Available records

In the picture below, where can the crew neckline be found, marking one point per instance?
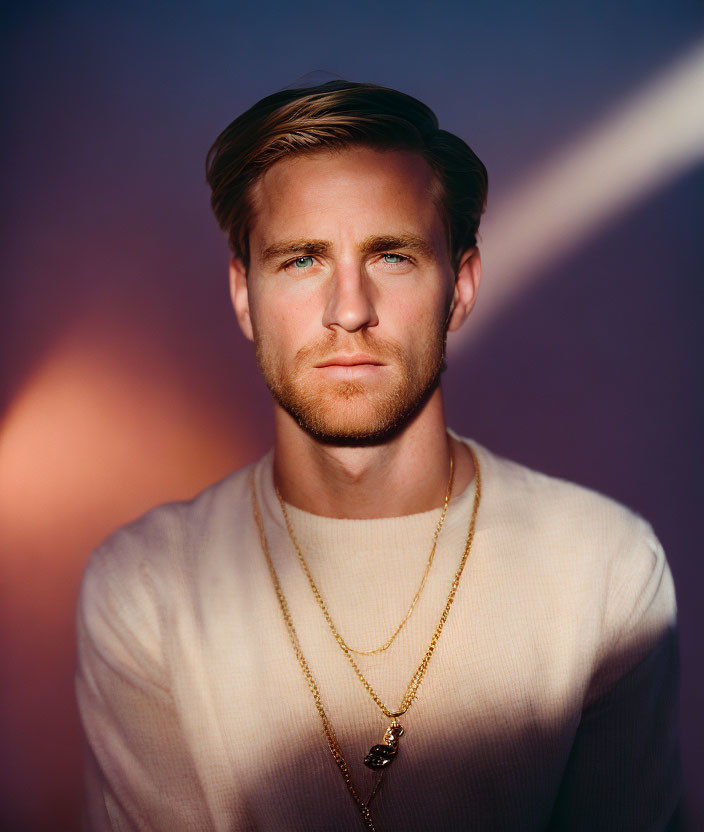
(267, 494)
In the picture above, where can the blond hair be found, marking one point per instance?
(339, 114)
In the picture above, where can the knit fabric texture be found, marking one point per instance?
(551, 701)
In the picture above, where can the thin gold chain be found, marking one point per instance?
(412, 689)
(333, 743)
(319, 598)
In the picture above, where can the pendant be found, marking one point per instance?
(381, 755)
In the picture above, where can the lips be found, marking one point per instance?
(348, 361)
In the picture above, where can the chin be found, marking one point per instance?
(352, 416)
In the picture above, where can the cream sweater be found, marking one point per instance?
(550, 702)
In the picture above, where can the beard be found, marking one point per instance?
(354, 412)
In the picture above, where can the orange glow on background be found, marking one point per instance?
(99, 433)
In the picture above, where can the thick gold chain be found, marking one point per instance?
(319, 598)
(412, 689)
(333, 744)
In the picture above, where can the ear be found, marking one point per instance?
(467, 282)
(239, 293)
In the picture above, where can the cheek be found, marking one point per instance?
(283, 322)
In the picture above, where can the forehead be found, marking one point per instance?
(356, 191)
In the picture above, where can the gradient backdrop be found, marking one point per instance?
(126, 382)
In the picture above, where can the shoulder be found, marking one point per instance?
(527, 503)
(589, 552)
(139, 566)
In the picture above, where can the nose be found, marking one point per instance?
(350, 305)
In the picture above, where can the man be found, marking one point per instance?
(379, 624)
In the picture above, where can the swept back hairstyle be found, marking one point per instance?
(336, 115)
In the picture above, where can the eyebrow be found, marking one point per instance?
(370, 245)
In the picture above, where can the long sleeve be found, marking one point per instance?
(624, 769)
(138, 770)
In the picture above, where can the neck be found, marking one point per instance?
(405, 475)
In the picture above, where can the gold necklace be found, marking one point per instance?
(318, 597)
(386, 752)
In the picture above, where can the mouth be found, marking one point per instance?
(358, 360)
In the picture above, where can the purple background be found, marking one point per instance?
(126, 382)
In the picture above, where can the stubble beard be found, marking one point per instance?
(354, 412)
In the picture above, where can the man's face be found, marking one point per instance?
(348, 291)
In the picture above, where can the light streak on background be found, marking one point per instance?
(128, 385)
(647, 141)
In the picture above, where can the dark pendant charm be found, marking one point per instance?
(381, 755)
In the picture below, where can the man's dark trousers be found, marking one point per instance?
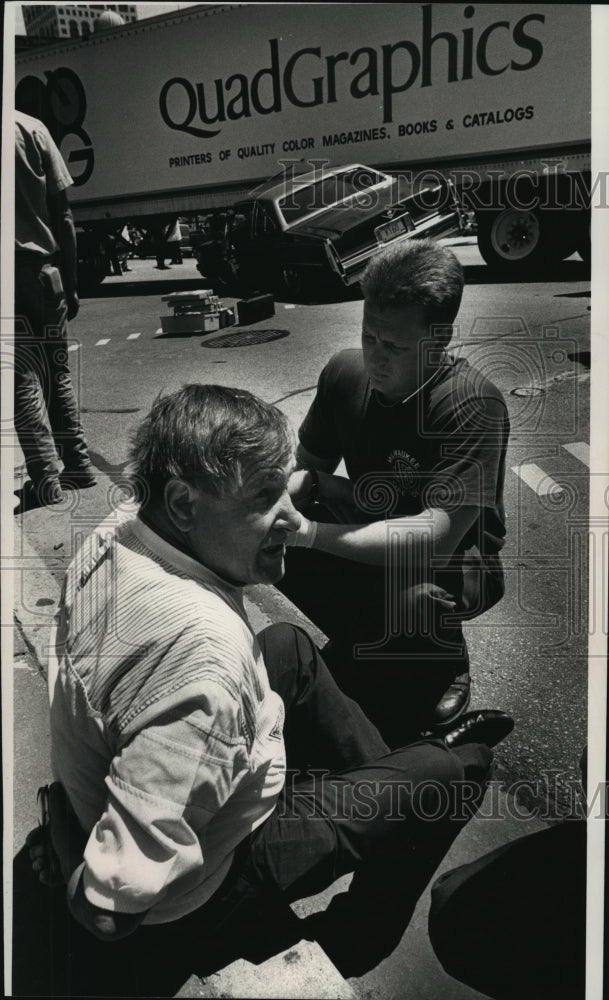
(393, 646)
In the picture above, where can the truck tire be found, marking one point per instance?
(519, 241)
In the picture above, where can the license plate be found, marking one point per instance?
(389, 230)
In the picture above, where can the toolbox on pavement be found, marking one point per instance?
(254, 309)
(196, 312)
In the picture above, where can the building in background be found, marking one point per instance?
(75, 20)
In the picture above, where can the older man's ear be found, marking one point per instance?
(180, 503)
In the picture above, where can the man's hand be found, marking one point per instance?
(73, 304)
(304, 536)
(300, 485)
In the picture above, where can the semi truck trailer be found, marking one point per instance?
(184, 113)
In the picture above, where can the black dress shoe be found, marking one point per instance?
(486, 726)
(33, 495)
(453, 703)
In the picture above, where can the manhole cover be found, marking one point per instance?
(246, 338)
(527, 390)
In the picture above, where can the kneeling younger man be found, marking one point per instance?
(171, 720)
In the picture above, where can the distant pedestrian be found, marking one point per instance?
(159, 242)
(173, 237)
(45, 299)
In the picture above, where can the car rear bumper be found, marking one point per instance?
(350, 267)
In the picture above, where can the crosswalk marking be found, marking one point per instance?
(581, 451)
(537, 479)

---

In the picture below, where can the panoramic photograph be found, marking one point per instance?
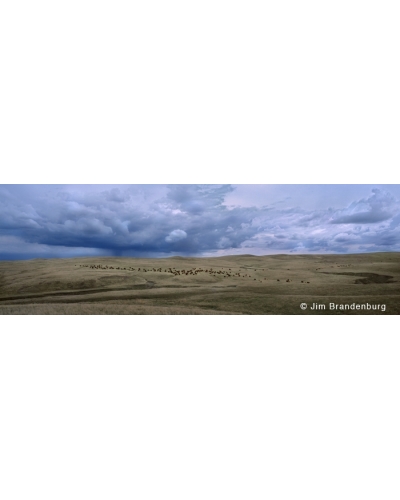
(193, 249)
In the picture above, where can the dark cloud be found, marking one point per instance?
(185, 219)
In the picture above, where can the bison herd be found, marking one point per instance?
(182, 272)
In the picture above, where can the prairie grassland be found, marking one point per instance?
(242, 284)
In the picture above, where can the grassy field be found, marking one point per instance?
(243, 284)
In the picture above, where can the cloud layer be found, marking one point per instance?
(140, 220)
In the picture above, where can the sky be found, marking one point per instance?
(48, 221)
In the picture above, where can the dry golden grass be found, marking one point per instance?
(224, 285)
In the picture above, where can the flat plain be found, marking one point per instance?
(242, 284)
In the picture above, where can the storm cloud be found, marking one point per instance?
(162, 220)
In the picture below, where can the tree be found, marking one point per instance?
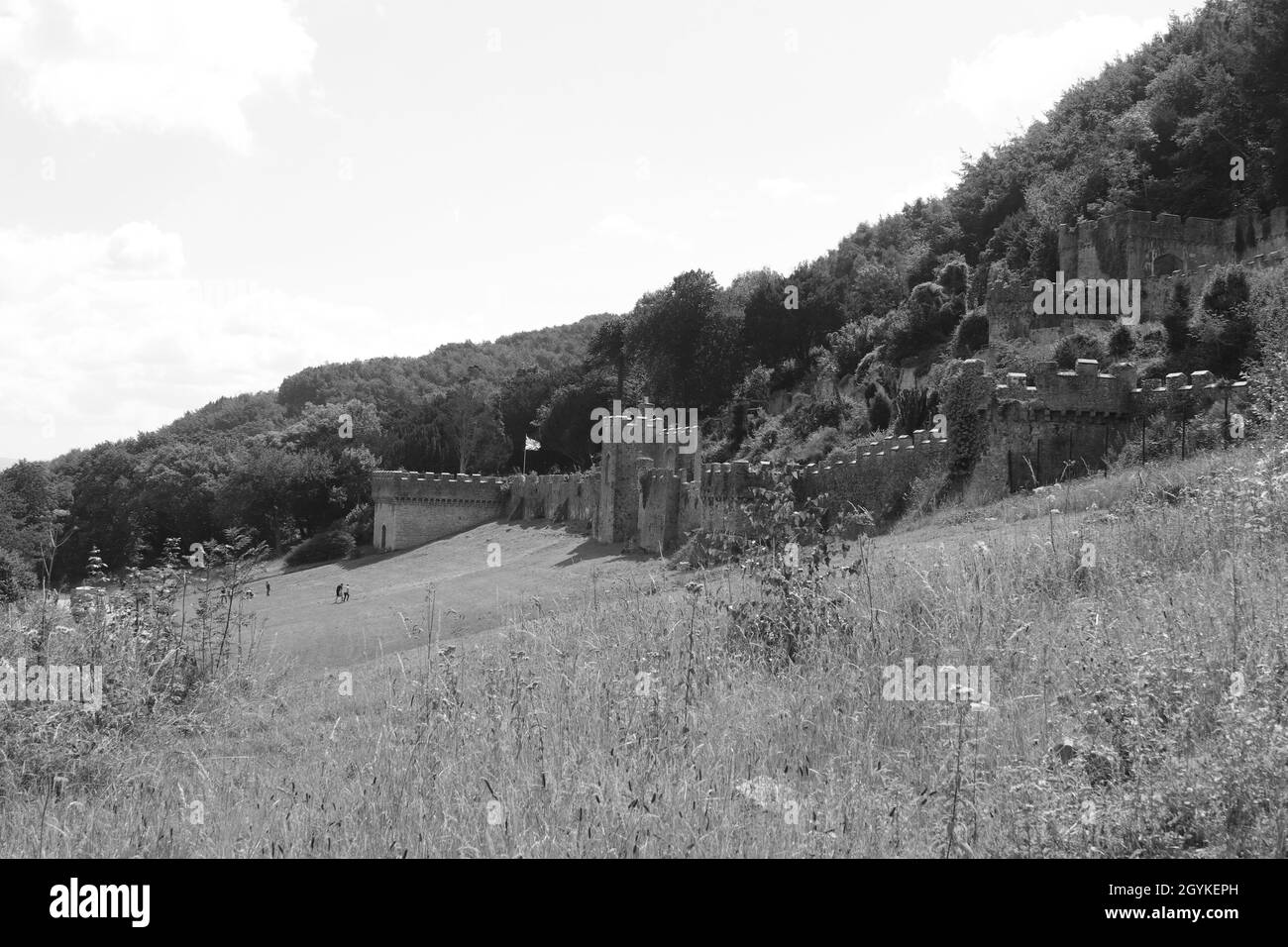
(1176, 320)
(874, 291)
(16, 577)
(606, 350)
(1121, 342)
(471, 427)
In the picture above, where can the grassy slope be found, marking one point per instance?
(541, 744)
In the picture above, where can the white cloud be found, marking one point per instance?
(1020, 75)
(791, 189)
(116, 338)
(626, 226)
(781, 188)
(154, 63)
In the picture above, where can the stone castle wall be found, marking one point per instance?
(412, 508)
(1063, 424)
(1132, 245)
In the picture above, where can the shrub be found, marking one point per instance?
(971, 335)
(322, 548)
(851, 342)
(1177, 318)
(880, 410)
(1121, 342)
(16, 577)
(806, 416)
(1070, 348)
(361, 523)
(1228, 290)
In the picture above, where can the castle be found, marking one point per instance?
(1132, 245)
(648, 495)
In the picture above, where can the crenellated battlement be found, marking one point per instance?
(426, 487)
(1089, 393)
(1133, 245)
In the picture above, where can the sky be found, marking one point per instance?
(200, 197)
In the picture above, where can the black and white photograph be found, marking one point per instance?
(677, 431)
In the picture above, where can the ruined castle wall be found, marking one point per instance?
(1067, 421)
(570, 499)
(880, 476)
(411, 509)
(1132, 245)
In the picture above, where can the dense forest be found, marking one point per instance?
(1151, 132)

--

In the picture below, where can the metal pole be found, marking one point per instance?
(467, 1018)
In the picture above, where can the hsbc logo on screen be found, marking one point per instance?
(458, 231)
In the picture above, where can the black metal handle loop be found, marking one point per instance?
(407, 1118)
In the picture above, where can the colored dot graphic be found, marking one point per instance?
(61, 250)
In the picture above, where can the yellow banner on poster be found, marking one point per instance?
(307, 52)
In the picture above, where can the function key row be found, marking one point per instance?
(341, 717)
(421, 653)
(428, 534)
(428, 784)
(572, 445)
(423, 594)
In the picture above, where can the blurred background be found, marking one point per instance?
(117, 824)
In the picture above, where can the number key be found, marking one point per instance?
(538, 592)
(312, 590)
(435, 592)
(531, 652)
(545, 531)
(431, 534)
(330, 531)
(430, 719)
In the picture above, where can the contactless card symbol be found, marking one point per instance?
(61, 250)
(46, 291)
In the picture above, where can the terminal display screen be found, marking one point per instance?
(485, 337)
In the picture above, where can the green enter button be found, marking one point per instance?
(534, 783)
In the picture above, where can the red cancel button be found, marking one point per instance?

Task to complete
Please count the lines in the data above that contain the string "below", treating uppercase and lowercase letters as different, and reply with only the number.

Complete output
5